- [Directions]
Pull out each line of the material below that contains the string "wetsuit". Case counts, so uppercase and lowercase letters must match exactly.

─── Supplied information ───

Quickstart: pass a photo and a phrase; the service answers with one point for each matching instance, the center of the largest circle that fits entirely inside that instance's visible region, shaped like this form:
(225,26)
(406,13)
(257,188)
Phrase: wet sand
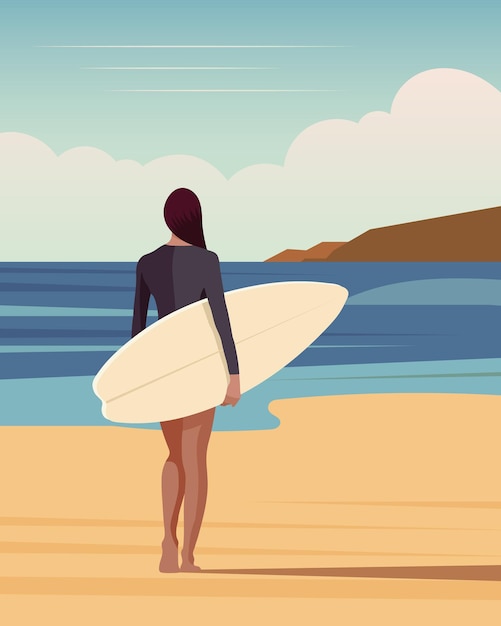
(380,509)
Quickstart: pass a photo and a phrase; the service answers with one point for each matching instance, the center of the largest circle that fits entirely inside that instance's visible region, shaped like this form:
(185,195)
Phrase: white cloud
(437,152)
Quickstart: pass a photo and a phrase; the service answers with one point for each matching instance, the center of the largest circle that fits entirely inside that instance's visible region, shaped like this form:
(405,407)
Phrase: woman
(177,274)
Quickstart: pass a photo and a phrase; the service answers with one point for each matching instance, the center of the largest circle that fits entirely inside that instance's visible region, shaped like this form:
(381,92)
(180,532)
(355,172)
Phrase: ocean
(407,327)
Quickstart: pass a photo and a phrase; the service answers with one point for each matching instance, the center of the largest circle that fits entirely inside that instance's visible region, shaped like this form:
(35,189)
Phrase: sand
(369,509)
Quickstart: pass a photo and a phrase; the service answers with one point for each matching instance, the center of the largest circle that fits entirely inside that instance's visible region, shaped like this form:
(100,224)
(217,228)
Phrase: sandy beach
(380,509)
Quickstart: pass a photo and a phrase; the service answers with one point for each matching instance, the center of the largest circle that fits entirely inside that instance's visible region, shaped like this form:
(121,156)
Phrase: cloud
(438,151)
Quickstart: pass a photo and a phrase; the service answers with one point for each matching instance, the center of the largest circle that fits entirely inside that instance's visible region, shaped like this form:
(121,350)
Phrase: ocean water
(407,327)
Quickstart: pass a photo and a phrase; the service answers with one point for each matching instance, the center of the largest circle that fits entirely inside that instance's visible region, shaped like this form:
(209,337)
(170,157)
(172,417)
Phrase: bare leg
(172,494)
(195,440)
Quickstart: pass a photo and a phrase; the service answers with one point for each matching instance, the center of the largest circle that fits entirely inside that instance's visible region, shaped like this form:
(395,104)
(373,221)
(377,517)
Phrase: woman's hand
(233,391)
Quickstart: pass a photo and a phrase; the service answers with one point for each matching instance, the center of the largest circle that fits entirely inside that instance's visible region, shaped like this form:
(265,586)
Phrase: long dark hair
(183,216)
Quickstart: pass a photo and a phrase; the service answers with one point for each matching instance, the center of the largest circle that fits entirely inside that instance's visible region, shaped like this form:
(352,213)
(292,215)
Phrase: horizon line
(179,68)
(224,90)
(190,46)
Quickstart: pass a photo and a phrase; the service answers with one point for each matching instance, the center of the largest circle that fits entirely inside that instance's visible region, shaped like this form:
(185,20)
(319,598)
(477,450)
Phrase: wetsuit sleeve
(141,300)
(215,295)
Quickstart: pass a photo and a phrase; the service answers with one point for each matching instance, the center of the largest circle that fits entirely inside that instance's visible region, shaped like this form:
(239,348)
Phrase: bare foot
(168,562)
(168,565)
(189,567)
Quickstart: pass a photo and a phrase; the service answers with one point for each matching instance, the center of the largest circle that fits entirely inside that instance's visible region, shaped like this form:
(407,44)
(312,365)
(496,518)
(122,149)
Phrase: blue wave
(440,291)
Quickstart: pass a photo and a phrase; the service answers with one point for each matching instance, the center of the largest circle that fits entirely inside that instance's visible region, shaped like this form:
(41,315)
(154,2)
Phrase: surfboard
(176,366)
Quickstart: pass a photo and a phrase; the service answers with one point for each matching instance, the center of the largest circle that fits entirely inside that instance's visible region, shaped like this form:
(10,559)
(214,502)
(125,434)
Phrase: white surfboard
(176,366)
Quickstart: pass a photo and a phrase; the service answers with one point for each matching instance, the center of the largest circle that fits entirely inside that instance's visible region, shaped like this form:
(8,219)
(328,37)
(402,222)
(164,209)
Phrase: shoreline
(374,506)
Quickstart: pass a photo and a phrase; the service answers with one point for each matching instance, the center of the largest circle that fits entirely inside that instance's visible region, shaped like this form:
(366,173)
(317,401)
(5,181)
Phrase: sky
(294,122)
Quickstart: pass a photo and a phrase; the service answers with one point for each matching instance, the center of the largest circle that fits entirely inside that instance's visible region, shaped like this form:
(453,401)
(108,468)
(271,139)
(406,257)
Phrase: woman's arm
(215,296)
(141,300)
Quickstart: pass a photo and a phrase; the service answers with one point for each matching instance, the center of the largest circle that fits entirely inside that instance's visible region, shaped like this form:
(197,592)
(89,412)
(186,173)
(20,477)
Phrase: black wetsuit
(177,276)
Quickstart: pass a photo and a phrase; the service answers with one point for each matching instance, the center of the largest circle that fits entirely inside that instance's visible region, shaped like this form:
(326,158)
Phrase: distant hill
(472,236)
(317,253)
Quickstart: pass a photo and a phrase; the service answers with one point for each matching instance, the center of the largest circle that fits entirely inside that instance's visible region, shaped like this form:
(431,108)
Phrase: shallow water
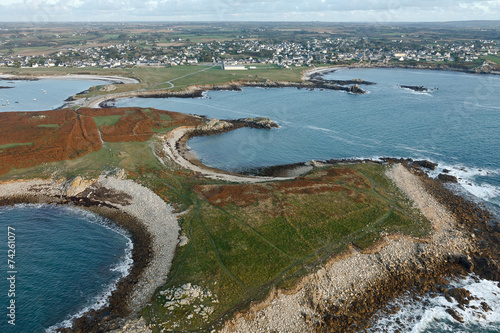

───

- [Answer to this problem]
Phrase: wetsuit sleeve
Phrase: black wetsuit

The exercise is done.